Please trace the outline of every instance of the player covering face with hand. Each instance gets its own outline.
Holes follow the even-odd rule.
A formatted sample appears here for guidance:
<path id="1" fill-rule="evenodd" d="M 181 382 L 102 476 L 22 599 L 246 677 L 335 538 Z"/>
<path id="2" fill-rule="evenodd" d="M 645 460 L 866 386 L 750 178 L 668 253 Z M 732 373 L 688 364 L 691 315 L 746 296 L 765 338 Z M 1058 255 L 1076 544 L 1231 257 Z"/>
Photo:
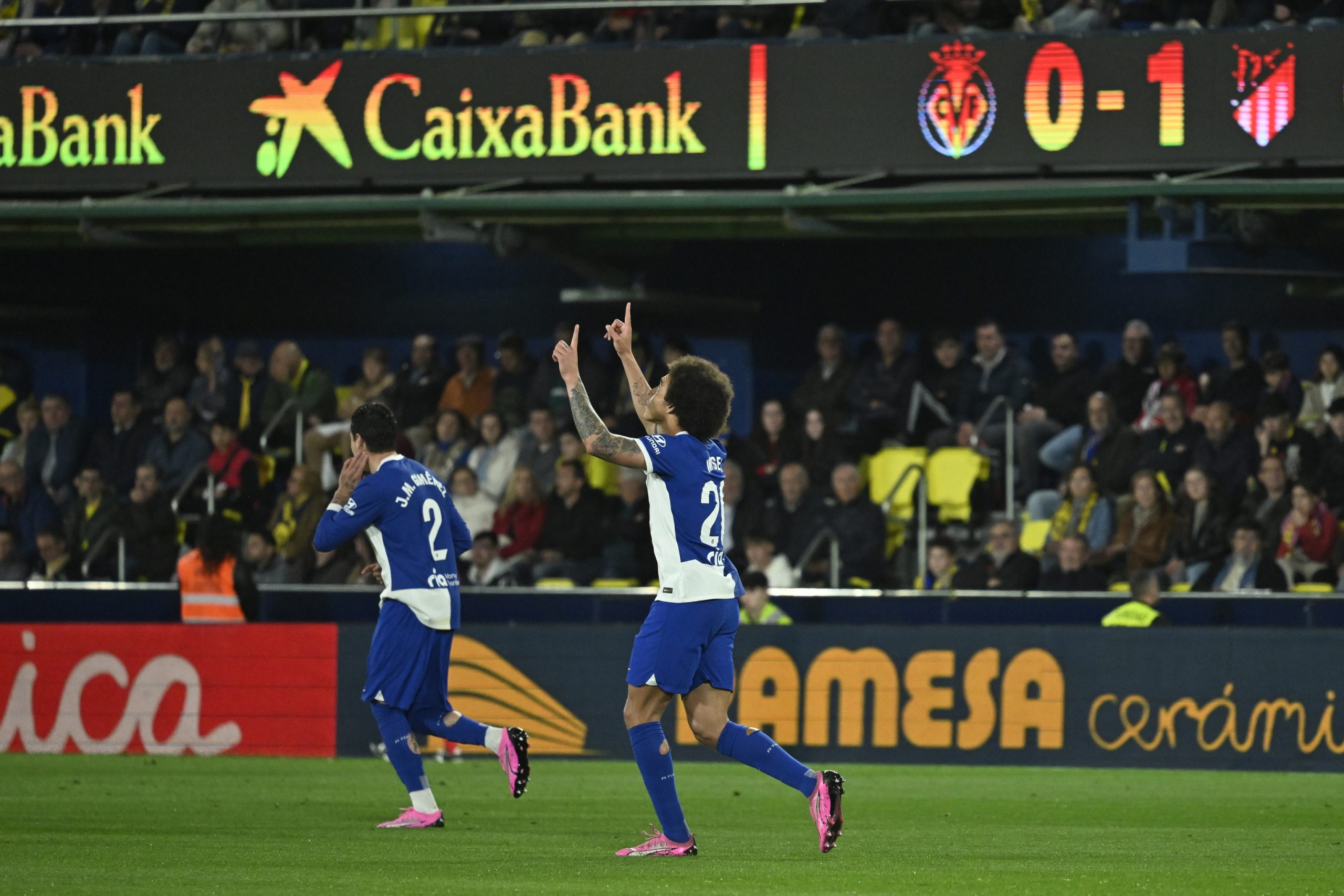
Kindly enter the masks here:
<path id="1" fill-rule="evenodd" d="M 659 721 L 673 696 L 685 704 L 696 739 L 796 789 L 808 799 L 821 852 L 831 852 L 844 821 L 844 779 L 813 771 L 763 731 L 728 721 L 732 703 L 732 638 L 738 630 L 742 582 L 723 555 L 723 431 L 732 383 L 712 363 L 684 356 L 650 387 L 632 351 L 630 306 L 612 321 L 606 339 L 630 383 L 630 398 L 648 435 L 613 435 L 593 410 L 579 379 L 579 328 L 551 355 L 570 395 L 574 424 L 589 454 L 644 470 L 649 486 L 659 595 L 634 638 L 625 677 L 625 725 L 634 760 L 663 830 L 617 856 L 695 856 L 672 774 L 672 754 Z"/>
<path id="2" fill-rule="evenodd" d="M 379 827 L 442 827 L 444 813 L 411 731 L 493 751 L 513 797 L 523 795 L 531 774 L 527 733 L 482 725 L 448 700 L 453 630 L 461 625 L 457 557 L 472 547 L 448 488 L 423 465 L 396 453 L 396 419 L 387 407 L 360 407 L 351 416 L 349 434 L 352 457 L 317 524 L 313 547 L 335 551 L 367 532 L 378 555 L 378 563 L 364 570 L 379 578 L 383 594 L 363 699 L 411 798 L 410 807 Z"/>

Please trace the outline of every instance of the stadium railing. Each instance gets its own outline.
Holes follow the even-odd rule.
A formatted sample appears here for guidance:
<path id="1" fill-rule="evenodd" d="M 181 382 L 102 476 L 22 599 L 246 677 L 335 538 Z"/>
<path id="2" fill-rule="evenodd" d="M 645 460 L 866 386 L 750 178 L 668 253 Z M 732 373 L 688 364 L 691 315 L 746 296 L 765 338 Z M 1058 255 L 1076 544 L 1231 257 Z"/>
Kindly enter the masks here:
<path id="1" fill-rule="evenodd" d="M 262 622 L 374 622 L 370 586 L 263 586 Z M 466 625 L 638 623 L 655 588 L 464 588 Z M 771 599 L 796 625 L 1075 625 L 1098 626 L 1129 599 L 1116 591 L 915 591 L 775 588 Z M 171 583 L 0 583 L 0 622 L 176 622 Z M 1344 627 L 1344 594 L 1168 592 L 1161 610 L 1176 626 Z"/>
<path id="2" fill-rule="evenodd" d="M 917 3 L 919 0 L 883 0 L 883 3 Z M 86 26 L 164 24 L 172 21 L 297 21 L 304 19 L 395 19 L 402 16 L 477 15 L 519 12 L 571 12 L 614 9 L 747 9 L 754 7 L 821 5 L 825 0 L 524 0 L 521 3 L 480 3 L 438 7 L 364 7 L 349 9 L 251 9 L 243 12 L 172 12 L 117 13 L 63 17 L 15 17 L 4 20 L 5 28 L 73 28 Z"/>

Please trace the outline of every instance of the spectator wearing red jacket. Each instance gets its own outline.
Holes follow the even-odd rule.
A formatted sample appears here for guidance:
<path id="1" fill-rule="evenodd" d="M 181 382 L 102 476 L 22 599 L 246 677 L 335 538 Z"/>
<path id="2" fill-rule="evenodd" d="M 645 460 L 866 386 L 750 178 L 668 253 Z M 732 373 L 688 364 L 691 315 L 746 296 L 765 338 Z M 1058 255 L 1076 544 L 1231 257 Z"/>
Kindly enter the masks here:
<path id="1" fill-rule="evenodd" d="M 495 512 L 495 533 L 501 540 L 509 539 L 509 543 L 500 548 L 500 556 L 517 563 L 520 571 L 528 568 L 536 540 L 542 537 L 544 527 L 546 500 L 536 488 L 532 470 L 520 466 L 513 470 L 500 509 Z"/>
<path id="2" fill-rule="evenodd" d="M 1327 572 L 1321 580 L 1331 580 L 1331 548 L 1339 535 L 1339 520 L 1321 501 L 1320 489 L 1313 482 L 1293 486 L 1293 509 L 1284 517 L 1279 533 L 1274 557 L 1290 586 L 1316 580 L 1321 571 Z"/>
<path id="3" fill-rule="evenodd" d="M 1199 403 L 1199 383 L 1185 367 L 1185 349 L 1176 343 L 1167 343 L 1157 349 L 1156 360 L 1157 379 L 1148 386 L 1142 411 L 1134 420 L 1134 429 L 1140 433 L 1156 430 L 1163 424 L 1163 395 L 1175 392 L 1185 399 L 1185 416 L 1191 416 Z"/>
<path id="4" fill-rule="evenodd" d="M 259 516 L 261 482 L 257 461 L 238 441 L 233 420 L 220 416 L 210 427 L 210 441 L 215 450 L 207 463 L 215 474 L 215 508 L 224 517 L 253 528 Z"/>

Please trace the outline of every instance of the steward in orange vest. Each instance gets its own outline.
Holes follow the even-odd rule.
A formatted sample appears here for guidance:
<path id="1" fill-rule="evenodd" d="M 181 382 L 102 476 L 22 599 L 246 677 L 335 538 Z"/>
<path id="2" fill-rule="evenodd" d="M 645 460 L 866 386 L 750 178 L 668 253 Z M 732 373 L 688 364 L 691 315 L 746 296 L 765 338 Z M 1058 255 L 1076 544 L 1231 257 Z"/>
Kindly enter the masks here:
<path id="1" fill-rule="evenodd" d="M 177 560 L 183 622 L 246 622 L 257 617 L 257 586 L 231 549 L 223 520 L 200 525 L 199 547 Z"/>

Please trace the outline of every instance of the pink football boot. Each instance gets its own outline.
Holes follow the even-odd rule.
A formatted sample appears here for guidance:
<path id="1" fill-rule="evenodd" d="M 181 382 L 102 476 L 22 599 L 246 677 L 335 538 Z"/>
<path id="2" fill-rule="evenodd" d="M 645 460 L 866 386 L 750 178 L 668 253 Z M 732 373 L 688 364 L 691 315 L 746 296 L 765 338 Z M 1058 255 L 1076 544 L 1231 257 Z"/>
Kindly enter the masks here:
<path id="1" fill-rule="evenodd" d="M 677 844 L 668 840 L 663 832 L 660 832 L 653 825 L 649 825 L 648 830 L 641 830 L 641 836 L 649 837 L 650 840 L 644 841 L 638 846 L 630 846 L 629 849 L 621 849 L 617 856 L 695 856 L 699 850 L 695 848 L 695 834 L 691 834 L 691 840 L 684 844 Z"/>
<path id="2" fill-rule="evenodd" d="M 391 821 L 384 821 L 379 827 L 442 827 L 444 813 L 422 813 L 414 809 L 403 809 L 402 814 Z"/>
<path id="3" fill-rule="evenodd" d="M 508 775 L 508 791 L 517 799 L 527 791 L 532 767 L 527 762 L 527 732 L 521 728 L 505 728 L 500 737 L 500 767 Z"/>
<path id="4" fill-rule="evenodd" d="M 840 840 L 840 827 L 844 826 L 844 814 L 840 811 L 840 797 L 844 795 L 844 778 L 833 771 L 823 771 L 817 775 L 817 787 L 808 798 L 808 810 L 812 821 L 817 825 L 817 841 L 821 852 L 829 853 Z"/>

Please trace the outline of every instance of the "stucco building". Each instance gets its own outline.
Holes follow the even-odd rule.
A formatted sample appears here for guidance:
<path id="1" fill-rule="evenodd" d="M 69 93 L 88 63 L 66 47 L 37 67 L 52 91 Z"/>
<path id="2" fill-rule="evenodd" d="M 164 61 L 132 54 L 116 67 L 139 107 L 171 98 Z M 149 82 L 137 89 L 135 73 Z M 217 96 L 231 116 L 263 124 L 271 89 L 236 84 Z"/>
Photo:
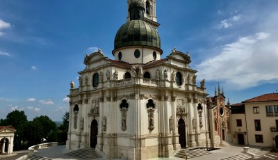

·····

Copy out the lines from the one containing "Please trace the outline of every instance of the stadium" through the one containing "262 622 L 374", putting "barrier" wherever "railing" appears and changing nothing else.

Please trace the outline of every instance of the stadium barrier. Each instance gets its own outline.
Holes follow the even-odd rule.
A formatted sample appears here for guidance:
<path id="1" fill-rule="evenodd" d="M 181 382 L 102 476 L 22 599 L 246 677 L 335 538 Z"/>
<path id="2" fill-rule="evenodd" d="M 645 460 L 866 386 L 750 178 L 668 253 Z M 732 373 L 688 364 L 691 315 L 746 296 L 765 338 Z M 1058 255 L 1076 544 L 1231 257 Z"/>
Kindly enter the masks here:
<path id="1" fill-rule="evenodd" d="M 262 622 L 374 622 L 370 586 L 263 586 Z M 466 625 L 638 623 L 655 588 L 464 588 Z M 771 599 L 796 625 L 1075 625 L 1098 626 L 1129 599 L 1116 591 L 915 591 L 775 588 Z M 171 583 L 0 583 L 0 622 L 176 622 Z M 1344 627 L 1344 594 L 1168 592 L 1161 610 L 1176 626 Z"/>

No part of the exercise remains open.